--- Begin Dataset rows ---
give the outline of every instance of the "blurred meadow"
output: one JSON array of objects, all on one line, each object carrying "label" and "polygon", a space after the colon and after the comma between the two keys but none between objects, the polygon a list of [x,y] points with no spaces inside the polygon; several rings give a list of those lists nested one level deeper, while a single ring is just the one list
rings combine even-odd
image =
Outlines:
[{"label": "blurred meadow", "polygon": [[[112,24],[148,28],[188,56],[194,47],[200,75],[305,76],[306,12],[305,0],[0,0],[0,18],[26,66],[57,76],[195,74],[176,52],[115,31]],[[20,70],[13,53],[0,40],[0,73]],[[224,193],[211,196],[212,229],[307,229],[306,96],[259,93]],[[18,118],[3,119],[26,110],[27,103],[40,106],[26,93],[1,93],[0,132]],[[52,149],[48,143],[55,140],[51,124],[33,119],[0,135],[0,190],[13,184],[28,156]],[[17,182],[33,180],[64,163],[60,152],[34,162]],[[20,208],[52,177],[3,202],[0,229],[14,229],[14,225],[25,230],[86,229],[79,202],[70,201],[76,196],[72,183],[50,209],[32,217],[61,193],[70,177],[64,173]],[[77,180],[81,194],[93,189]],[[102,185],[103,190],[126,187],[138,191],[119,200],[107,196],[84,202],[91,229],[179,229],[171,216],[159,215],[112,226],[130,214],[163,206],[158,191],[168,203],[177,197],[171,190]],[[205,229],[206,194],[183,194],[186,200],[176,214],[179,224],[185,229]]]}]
--- End Dataset rows ---
Requirements: Reproduce the lines of the listing above verbatim, character for character.

Expected answer:
give the outline of every instance of the "blurred meadow"
output: one JSON array of objects, all on one line, each object carrying "label" and "polygon", a space after the colon and after the comma between the two keys but none between objects, the polygon a list of [x,y] points with no spaces inside the polygon; several rings give a list of those lists nested one level deeper, while a single ring is just the one list
rings combine even-odd
image =
Outlines:
[{"label": "blurred meadow", "polygon": [[[112,24],[148,28],[188,56],[194,47],[200,75],[305,76],[306,12],[305,0],[0,0],[0,18],[26,66],[57,76],[195,74],[176,52],[115,31]],[[20,70],[13,53],[0,40],[0,73]],[[224,193],[211,196],[212,229],[307,229],[306,96],[259,93]],[[18,118],[3,119],[26,110],[27,103],[40,106],[26,93],[1,93],[0,132]],[[52,149],[48,143],[55,140],[51,124],[33,119],[0,135],[0,190],[13,184],[28,156]],[[17,182],[33,180],[64,163],[60,152],[34,162]],[[20,208],[52,177],[3,202],[0,229],[14,229],[14,225],[25,230],[86,229],[79,202],[70,201],[76,196],[72,183],[50,209],[32,217],[61,193],[70,177],[64,173]],[[77,180],[81,194],[93,189]],[[102,185],[103,190],[126,187],[138,191],[119,200],[107,196],[84,202],[91,229],[179,229],[171,216],[159,215],[112,226],[130,214],[163,206],[158,191],[168,203],[177,197],[171,190]],[[205,229],[206,194],[183,194],[186,200],[176,214],[179,224],[185,229]]]}]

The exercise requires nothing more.